__Saved entries__

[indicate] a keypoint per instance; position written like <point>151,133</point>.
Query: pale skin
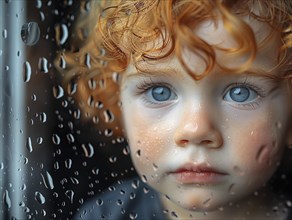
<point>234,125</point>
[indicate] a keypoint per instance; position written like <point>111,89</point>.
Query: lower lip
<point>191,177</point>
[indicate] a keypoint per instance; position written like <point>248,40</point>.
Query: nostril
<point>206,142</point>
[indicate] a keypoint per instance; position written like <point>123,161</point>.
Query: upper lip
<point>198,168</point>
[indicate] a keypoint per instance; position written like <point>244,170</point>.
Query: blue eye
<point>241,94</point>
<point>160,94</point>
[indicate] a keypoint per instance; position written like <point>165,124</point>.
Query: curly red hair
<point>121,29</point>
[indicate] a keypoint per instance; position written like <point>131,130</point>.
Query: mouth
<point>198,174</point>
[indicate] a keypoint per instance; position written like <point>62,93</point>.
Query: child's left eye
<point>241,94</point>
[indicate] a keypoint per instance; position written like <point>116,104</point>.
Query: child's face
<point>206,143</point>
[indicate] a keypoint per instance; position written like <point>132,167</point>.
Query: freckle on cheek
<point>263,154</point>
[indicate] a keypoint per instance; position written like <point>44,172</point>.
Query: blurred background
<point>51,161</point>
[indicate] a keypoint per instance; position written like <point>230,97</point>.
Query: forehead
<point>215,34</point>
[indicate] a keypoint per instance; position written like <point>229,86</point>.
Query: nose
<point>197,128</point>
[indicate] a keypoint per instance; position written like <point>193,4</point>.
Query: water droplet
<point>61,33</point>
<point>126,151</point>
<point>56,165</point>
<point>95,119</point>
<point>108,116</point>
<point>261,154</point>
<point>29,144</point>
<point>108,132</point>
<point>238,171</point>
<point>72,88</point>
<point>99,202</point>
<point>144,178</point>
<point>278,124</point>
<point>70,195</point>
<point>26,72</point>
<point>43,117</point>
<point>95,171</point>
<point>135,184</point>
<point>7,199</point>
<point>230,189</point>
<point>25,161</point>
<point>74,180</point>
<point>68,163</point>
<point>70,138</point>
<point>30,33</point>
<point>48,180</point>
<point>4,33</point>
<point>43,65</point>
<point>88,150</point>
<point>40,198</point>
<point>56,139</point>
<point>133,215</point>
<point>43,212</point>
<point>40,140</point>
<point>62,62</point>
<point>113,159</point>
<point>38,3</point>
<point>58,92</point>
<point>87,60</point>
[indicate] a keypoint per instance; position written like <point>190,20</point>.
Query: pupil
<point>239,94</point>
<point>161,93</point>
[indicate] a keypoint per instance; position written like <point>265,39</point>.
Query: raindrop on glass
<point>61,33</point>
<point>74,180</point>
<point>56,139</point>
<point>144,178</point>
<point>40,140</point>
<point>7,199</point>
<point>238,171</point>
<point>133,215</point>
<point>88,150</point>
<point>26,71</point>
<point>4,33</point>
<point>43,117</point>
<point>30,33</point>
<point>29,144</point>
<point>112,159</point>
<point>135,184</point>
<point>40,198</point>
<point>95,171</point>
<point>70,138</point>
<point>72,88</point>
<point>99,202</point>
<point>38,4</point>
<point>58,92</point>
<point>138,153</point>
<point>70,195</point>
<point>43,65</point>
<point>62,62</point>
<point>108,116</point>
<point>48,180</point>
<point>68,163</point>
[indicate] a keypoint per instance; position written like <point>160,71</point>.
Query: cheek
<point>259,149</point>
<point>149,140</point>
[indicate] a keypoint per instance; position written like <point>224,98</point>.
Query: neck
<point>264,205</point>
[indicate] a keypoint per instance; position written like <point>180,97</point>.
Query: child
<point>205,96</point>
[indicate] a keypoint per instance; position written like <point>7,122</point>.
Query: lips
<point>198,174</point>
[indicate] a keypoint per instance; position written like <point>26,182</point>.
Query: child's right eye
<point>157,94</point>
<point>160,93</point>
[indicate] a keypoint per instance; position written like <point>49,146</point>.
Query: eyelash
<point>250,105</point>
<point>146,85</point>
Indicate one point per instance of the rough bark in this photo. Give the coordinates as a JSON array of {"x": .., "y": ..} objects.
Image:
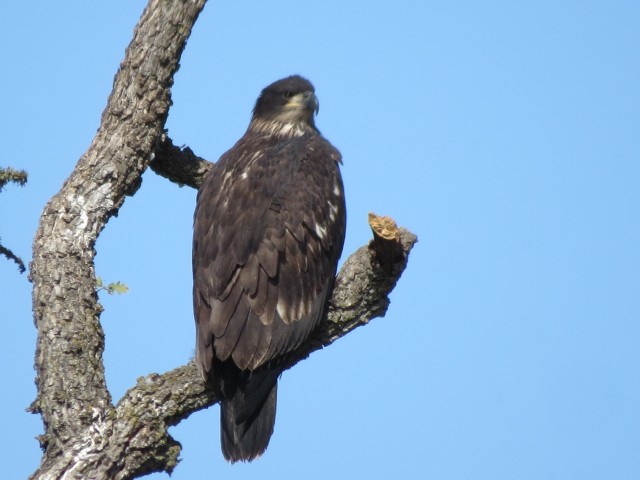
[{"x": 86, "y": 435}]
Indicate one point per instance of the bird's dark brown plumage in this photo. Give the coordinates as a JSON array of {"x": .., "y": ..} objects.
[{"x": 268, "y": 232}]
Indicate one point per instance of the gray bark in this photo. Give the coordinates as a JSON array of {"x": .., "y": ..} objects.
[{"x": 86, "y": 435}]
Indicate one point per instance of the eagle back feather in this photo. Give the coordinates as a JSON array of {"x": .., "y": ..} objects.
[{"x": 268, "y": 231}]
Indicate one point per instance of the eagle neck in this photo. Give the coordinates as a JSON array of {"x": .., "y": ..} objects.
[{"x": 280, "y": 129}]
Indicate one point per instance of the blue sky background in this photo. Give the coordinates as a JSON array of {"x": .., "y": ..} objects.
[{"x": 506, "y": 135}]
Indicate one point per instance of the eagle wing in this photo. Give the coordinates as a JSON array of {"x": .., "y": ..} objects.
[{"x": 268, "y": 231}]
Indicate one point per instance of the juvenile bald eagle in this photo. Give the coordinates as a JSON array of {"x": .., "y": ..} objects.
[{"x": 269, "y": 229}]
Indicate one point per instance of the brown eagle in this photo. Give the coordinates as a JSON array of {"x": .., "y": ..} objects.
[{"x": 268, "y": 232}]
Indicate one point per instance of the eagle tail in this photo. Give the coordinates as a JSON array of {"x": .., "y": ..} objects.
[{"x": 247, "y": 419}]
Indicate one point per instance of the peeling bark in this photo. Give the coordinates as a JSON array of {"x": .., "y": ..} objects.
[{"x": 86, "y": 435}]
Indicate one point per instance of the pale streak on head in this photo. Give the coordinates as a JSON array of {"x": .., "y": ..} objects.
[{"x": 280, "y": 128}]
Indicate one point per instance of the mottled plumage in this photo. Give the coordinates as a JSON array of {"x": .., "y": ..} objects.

__Task instructions__
Restate every line of the data above word for word, with the images removed.

__Output of the task__
[indicate] a keypoint per instance; position written like <point>151,133</point>.
Query: pale skin
<point>234,125</point>
[indicate] a keypoint per instance; position written like <point>111,89</point>.
Query: lower lip
<point>191,177</point>
[indicate] a keypoint per instance; position written like <point>248,40</point>.
Query: nostril
<point>206,142</point>
[indicate] a keypoint per instance; position written like <point>123,161</point>.
Query: upper lip
<point>198,168</point>
[indicate] a keypoint per instance; position written like <point>244,170</point>.
Query: blue eye
<point>241,94</point>
<point>160,94</point>
[indicate] a keypoint per instance; position written like <point>165,124</point>.
Query: curly red hair
<point>121,29</point>
[indicate] a keypoint per instance; position written like <point>131,130</point>.
Query: mouth
<point>198,174</point>
[indicate] a keypoint per instance; position written like <point>62,93</point>.
Query: child's left eye
<point>241,94</point>
[indicate] a keypoint per instance; position written like <point>116,104</point>.
Query: child's face
<point>206,143</point>
[indicate] a keypoint per instance; position written like <point>132,167</point>.
Query: freckle on cheek
<point>263,154</point>
[indicate] a keypoint per instance; position written like <point>44,172</point>.
Query: blurred background
<point>51,161</point>
[indicate] a keypoint per instance; position written like <point>230,97</point>.
Query: forehead
<point>215,34</point>
[indicate] a keypoint per instance; position written like <point>229,86</point>.
Query: nose
<point>197,128</point>
[indicate] a keypoint per instance; position written like <point>193,4</point>.
Query: water droplet
<point>61,33</point>
<point>126,151</point>
<point>56,165</point>
<point>95,119</point>
<point>108,116</point>
<point>261,154</point>
<point>29,144</point>
<point>108,132</point>
<point>238,171</point>
<point>72,88</point>
<point>99,202</point>
<point>144,178</point>
<point>278,124</point>
<point>70,195</point>
<point>26,72</point>
<point>43,117</point>
<point>95,171</point>
<point>135,184</point>
<point>7,199</point>
<point>230,189</point>
<point>25,161</point>
<point>74,180</point>
<point>68,163</point>
<point>70,138</point>
<point>30,33</point>
<point>48,180</point>
<point>4,33</point>
<point>43,65</point>
<point>88,150</point>
<point>40,198</point>
<point>56,139</point>
<point>133,215</point>
<point>43,212</point>
<point>40,140</point>
<point>62,62</point>
<point>113,159</point>
<point>38,3</point>
<point>58,92</point>
<point>87,60</point>
[indicate] a keypoint per instance; position written like <point>190,20</point>.
Query: pupil
<point>239,94</point>
<point>161,93</point>
[indicate] a keypoint per instance; position written like <point>265,39</point>.
Query: raindrop on glass
<point>61,33</point>
<point>74,180</point>
<point>56,139</point>
<point>144,178</point>
<point>40,140</point>
<point>7,199</point>
<point>238,171</point>
<point>133,215</point>
<point>88,150</point>
<point>26,71</point>
<point>4,33</point>
<point>43,117</point>
<point>30,33</point>
<point>29,144</point>
<point>112,159</point>
<point>135,184</point>
<point>40,198</point>
<point>95,171</point>
<point>70,138</point>
<point>72,88</point>
<point>99,202</point>
<point>38,4</point>
<point>58,92</point>
<point>138,153</point>
<point>70,195</point>
<point>43,65</point>
<point>62,62</point>
<point>108,116</point>
<point>48,180</point>
<point>68,163</point>
[indicate] a keypoint per instance; position written like <point>160,71</point>.
Query: cheek
<point>259,149</point>
<point>149,140</point>
[indicate] a keypoint per instance; position written like <point>224,98</point>.
Query: neck
<point>264,205</point>
[indicate] a keypoint per instance; position written like <point>180,97</point>.
Query: child
<point>205,96</point>
[indicate] a keypoint per instance; position written like <point>7,122</point>.
Query: lips
<point>198,174</point>
[indicate] a keypoint per instance; position written like <point>26,182</point>.
Query: child's right eye
<point>157,94</point>
<point>160,93</point>
[indicate] a keypoint per instance; position written like <point>49,146</point>.
Query: eyelash
<point>250,105</point>
<point>146,85</point>
Indicate one point per instance of the rough bark in this photo. Give the coordinates as a JSON array of {"x": .., "y": ..} objects.
Image:
[{"x": 86, "y": 435}]
Indicate one point per instance of the bird's dark brown plumage in this photo. Give the coordinates as a JSON array of {"x": .., "y": ..} objects.
[{"x": 268, "y": 232}]
Indicate one point per instance of the gray bark in this photo. Give the coordinates as a JSON array of {"x": .., "y": ..} objects.
[{"x": 86, "y": 435}]
Indicate one point per instance of the eagle back feather in this photo. Give the coordinates as a JSON array of {"x": .., "y": ..} objects.
[{"x": 268, "y": 231}]
Indicate one point per instance of the eagle neck in this photo. Give the coordinates as a JSON array of {"x": .., "y": ..} objects.
[{"x": 280, "y": 129}]
Indicate one point per instance of the blue sky background in this photo. Give the coordinates as a JSON array of {"x": .., "y": ..} objects.
[{"x": 506, "y": 135}]
Indicate one point per instance of the eagle wing in this photo. Give the coordinates as a JSON array of {"x": .., "y": ..} objects.
[{"x": 268, "y": 231}]
Indicate one point per instance of the juvenile bald eagle in this photo. Give the coordinates as a JSON array of {"x": .., "y": ..} objects.
[{"x": 269, "y": 229}]
Indicate one point per instance of the brown eagle in this photo. Give the coordinates as a JSON array of {"x": .., "y": ..} objects.
[{"x": 268, "y": 232}]
Indicate one point per instance of the eagle tail in this photo. Give the coordinates as a JSON array of {"x": .., "y": ..} objects.
[{"x": 247, "y": 419}]
Indicate one point per instance of the peeling bark in this photo. Give the coordinates as a JSON array of {"x": .., "y": ..} objects.
[{"x": 86, "y": 435}]
Indicate one point per instance of the pale streak on head in this photo. Give the coordinates as a JSON array of {"x": .., "y": ..} objects.
[{"x": 280, "y": 128}]
Indicate one point per instance of the mottled plumage in this photo. Give the coordinates as a JSON array of {"x": .., "y": ..} objects.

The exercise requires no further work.